Page text:
■ ■ ■ ■ ■
Wrong File: CIA's MKUltra Archive Hides a Cold War Sub Report
# Wrong File: A Cold War Submarine Intelligence Report Buried in the MKUltra Archive
Sometimes the most revealing thing about a declassified document isn't what it says — it's where it was found. A report detailing U.S. and allied submarine modernization programs from the late 1970s sits, improbably, inside the CIA's declassified MKUltra collection — the archive most associated with the agency's notorious Cold War experiments in behavioral modification and mind control. Whatever bureaucratic twist of fate landed it there, the document itself is a striking artifact of Cold War naval intelligence, offering a detailed snapshot of the West's underwater warfare capabilities at a pivotal moment in the superpower standoff.
The document, approved for release in February 2007 and stamped "For Official Use Only," reads like an internal briefing or translated intelligence summary — possibly compiled from open-source foreign reporting or drawn from classified assessments. It covers U.S. submarine-launched ballistic missile (SSBN) modernization, nuclear-powered attack submarine (SSN) construction targets, and comparable programs in Britain, France, West Germany, Japan, Sweden, Italy, Canada, and the Netherlands. For anyone interested in how the United States and its allies were thinking about undersea warfare at the height of the Cold War, it is a compact and surprisingly candid document.
The backdrop matters enormously. By the mid-to-late 1970s, the Soviet Union had built one of the most formidable submarine fleets in history. American strategic planners were acutely aware that the sea lanes of the North Atlantic — the lifeline for any NATO reinforcement of Western Europe in wartime — were contested space. SSBNs, the nuclear-armed submarines that formed the sea-based leg of the U.S. nuclear triad, were simultaneously strategic deterrents and high-priority targets. SSNs, the fast attack submarines, were the hunters tasked with finding and sinking enemy submarines. The modernization programs described in this document were the United States' answer to a Soviet threat that showed no signs of slowing down.
■ ■ ■ ■ ■
What you will do:
1. Repeat the passage of the submarine report article starting with "The backdrop matters" and going on through "of slowing down.".
2. Decide whether each statement agrees with the submarine report article, answering yes or no and quoting the deciding words: (a) The document was approved for release in February 2007. (b) The document covers submarine programs in Australia. (c) SSNs were tasked with finding and sinking enemy submarines.
3. Summarize the submarine report article in two sentences.
The data that comes next isn't needed.

Records from a collection
■ ■ ■ ■ ■
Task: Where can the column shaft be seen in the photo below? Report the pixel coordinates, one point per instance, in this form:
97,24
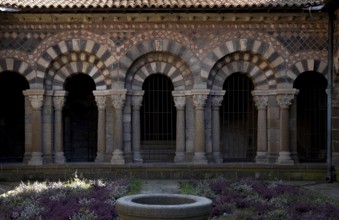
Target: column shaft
180,136
136,134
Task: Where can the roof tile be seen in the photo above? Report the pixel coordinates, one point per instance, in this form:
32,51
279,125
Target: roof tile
123,4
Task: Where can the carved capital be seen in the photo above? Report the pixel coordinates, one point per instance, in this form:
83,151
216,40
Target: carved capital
199,100
36,101
118,100
261,101
284,100
180,102
137,98
101,101
58,102
285,96
36,97
59,99
217,100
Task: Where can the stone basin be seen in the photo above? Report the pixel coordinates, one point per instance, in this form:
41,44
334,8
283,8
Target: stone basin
163,206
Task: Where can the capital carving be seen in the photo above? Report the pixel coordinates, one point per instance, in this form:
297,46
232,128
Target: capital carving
101,101
180,102
58,102
199,100
36,101
118,100
217,100
284,100
261,101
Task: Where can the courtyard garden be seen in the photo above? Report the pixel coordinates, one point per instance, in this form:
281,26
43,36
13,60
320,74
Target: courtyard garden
232,199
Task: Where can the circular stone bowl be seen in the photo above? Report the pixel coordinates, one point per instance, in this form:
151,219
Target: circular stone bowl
163,206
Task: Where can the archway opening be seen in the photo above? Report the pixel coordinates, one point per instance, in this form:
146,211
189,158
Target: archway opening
238,120
80,119
158,120
12,116
311,117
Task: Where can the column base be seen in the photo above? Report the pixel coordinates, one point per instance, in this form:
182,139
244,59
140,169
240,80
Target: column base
118,157
59,158
137,157
48,159
179,157
217,157
200,158
285,158
27,157
36,159
100,158
261,157
335,158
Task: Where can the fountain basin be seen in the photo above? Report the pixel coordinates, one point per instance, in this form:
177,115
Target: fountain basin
163,206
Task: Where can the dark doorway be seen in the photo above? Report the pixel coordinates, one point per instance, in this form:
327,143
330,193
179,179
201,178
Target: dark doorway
238,120
311,117
12,116
80,119
158,120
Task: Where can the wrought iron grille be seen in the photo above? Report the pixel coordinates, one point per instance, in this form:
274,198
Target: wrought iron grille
238,120
80,119
311,117
12,117
158,120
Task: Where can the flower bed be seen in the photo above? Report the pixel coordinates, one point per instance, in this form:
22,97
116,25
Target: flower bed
75,199
251,199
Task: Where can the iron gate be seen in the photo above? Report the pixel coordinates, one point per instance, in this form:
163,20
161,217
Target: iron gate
158,120
238,120
12,116
80,119
311,117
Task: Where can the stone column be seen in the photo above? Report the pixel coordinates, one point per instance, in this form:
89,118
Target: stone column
36,98
335,125
180,102
47,112
199,101
261,101
100,98
118,101
284,98
217,98
58,102
136,104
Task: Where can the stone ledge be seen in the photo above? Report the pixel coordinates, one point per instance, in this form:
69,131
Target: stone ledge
300,172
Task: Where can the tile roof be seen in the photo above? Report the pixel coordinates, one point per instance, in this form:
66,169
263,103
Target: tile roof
128,4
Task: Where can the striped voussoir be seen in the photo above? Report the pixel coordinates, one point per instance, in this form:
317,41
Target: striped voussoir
164,63
261,49
77,62
19,66
163,46
75,50
253,65
309,65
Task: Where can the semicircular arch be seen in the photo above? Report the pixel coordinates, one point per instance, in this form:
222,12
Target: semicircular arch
164,63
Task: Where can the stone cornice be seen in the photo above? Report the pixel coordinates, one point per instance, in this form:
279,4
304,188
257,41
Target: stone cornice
102,18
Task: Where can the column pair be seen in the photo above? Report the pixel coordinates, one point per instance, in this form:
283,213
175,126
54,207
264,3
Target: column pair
36,98
284,98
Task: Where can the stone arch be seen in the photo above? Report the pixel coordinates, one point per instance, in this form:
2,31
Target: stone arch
157,46
172,66
73,45
257,68
309,65
19,66
76,62
263,49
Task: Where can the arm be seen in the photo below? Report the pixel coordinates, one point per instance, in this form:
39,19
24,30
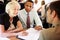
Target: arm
37,21
18,28
41,36
3,33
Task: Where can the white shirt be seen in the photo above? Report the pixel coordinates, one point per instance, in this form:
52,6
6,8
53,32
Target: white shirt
22,14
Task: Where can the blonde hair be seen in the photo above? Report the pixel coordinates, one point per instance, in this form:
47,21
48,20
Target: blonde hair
11,5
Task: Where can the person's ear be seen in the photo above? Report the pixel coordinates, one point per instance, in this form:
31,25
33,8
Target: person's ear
54,14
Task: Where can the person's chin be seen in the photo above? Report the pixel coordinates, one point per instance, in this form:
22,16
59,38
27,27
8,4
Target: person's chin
49,21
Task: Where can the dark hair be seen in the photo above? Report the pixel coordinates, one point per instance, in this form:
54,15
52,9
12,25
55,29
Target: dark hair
55,6
43,2
29,1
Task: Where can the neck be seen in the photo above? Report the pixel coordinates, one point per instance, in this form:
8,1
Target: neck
11,18
56,23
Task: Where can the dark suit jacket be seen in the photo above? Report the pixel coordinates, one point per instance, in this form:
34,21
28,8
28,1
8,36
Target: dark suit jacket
50,34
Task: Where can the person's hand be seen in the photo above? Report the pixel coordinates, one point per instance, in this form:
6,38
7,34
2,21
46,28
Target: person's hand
38,28
24,33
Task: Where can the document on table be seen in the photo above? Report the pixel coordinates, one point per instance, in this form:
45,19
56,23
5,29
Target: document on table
3,38
32,34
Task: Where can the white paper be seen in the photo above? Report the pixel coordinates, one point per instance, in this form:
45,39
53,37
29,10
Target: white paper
2,38
32,34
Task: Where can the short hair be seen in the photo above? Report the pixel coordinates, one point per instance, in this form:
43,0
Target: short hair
29,1
55,6
11,5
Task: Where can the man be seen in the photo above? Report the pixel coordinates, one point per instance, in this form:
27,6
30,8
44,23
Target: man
33,15
53,16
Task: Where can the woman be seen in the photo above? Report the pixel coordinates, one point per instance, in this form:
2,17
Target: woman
9,22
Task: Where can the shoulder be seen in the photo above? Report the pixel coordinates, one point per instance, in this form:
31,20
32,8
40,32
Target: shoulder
4,15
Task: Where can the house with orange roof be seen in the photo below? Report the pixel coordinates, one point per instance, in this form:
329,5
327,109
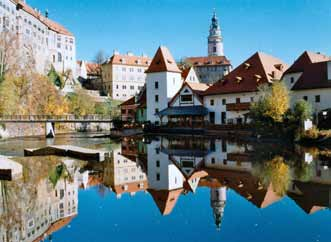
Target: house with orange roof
309,79
124,75
186,109
51,44
229,100
163,80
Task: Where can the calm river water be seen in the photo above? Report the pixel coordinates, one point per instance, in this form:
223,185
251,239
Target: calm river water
168,189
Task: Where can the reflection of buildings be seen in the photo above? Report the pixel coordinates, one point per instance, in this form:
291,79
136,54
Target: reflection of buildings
35,211
217,202
123,173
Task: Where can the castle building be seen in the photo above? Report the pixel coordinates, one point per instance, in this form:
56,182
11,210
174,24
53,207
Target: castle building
49,42
124,75
215,66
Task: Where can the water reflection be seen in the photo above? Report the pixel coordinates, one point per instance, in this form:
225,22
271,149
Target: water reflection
46,198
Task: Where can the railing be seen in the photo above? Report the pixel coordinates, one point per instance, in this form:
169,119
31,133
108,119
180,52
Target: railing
238,106
55,118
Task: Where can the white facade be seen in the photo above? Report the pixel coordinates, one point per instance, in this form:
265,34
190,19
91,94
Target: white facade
■ ■ ■ ■ ■
Responses to the tasks:
1.
The backdrop matters enormously. By the mid-to-late 1970s, the Soviet Union had built one of the most formidable submarine fleets in history. American strategic planners were acutely aware that the sea lanes of the North Atlantic — the lifeline for any NATO reinforcement of Western Europe in wartime — were contested space. SSBNs, the nuclear-armed submarines that formed the sea-based leg of the U.S. nuclear triad, were simultaneously strategic deterrents and high-priority targets. SSNs, the fast attack submarines, were the hunters tasked with finding and sinking enemy submarines. The modernization programs described in this document were the United States' answer to a Soviet threat that showed no signs of slowing down.

2.
(a) Yes: "approved for release in February 2007"
(b) No: "comparable programs in Britain, France, West Germany, Japan, Sweden, Italy, Canada, and the Netherlands"
(c) Yes: "the hunters tasked with finding and sinking enemy submarines"

3. A late-1970s report on U.S. and allied submarine modernization programs sits inside the CIA's declassified MKUltra collection, an archive best known for Cold War experiments in behavioral modification and mind control. Approved for release in February 2007, it covers U.S. SSBN modernization, SSN construction targets, and comparable programs in eight allied countries, all set against a formidable Soviet submarine fleet that made the North Atlantic sea lanes contested space.